(TEXT FOR ANALYSIS begins)

Modern H/HS Policy

In It for the Long Haul: What It Takes to Advance Race Equity – Insights from Local Leaders

By Tracy Wareing Evans    December 13, 2019

We want every human being to live a happy, vibrant life. It’s at the heart of what we aspire to, and what brings so many leaders in the American Public Human Services Association (APHSA) network together to share insights, spark new ideas, and work collectively together.

Earlier this fall, at a gathering of our local leaders at the 10th annual Harvard Health and Human Services Summit, the call to action was clear—to advance on our vision, we must commit not only to spanning the boundaries of human services, health, education, housing, and justice systems, but to getting underneath the structural inequities and biases within the systems in order to achieve well-being for all people.

We must commit to working with families to lift up community-relevant strategies that build health and well-being and to taking a deep look at not only how parents and their children are impacted by poverty, housing, and lack of economic opportunity, but why our systems have disproportionately impacted race and ethnicity.

As one APHSA member warned, “we will never be the country that we pretend we are if we don’t get at race equity.” Another leader noted that if we cannot get underneath the levers that cause structural inequities, then we will continue to talkaround the edges and be forever stuck in “managing side-shows” rather than building truly thriving communities.

The imperative is clear—and leaders in our network are asking how do we take direct action and ensure we are advancing our work through a race equity lens? What is required in our agencies, in our own communities, in our state, and as a collective group of national leaders? What we know is that the answers to these questions are not singular nor simple.

The challenge before all of us is complex, dynamic, rooted in historical policy and practice, and bigger than our field. There is no silver bullet—no single approach. We must create platforms to learn from each other, share our insights and progress, and tackle the roadblocks together.

At APHSA, we are committed to supporting the deep and intentional work required to illuminate where structural inequities exist and why. We believe the work is both an urgent imperative for our field if we are to make strides in achieving real and sustainable race equity, and a marathon, for which we must be willing to adjust the pace to make it to the finish line.

(TEXT FOR ANALYSIS ends)

* [QUESTIONS ON THE MATERIAL]
1. According to the race equity article, where did APHSA's local leaders gather earlier this fall?
2. Transcribe the part of the race equity article that begins at the words "Modern H/HS Policy" and stops after "work collectively together.".

(GIVEN INFORMATION begins)

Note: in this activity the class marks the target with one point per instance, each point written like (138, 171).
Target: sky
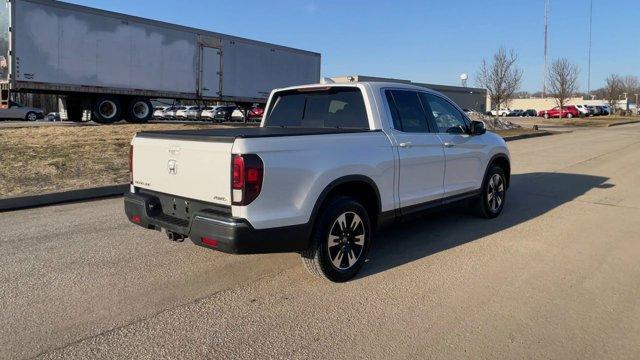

(GIVEN INFORMATION ends)

* [EXERCISE ANSWERS]
1. At the 10th annual Harvard Health and Human Services Summit.

2.
Modern H/HS Policy

In It for the Long Haul: What It Takes to Advance Race Equity – Insights from Local Leaders

By Tracy Wareing Evans    December 13, 2019

We want every human being to live a happy, vibrant life. It’s at the heart of what we aspire to, and what brings so many leaders in the American Public Human Services Association (APHSA) network together to share insights, spark new ideas, and work collectively together.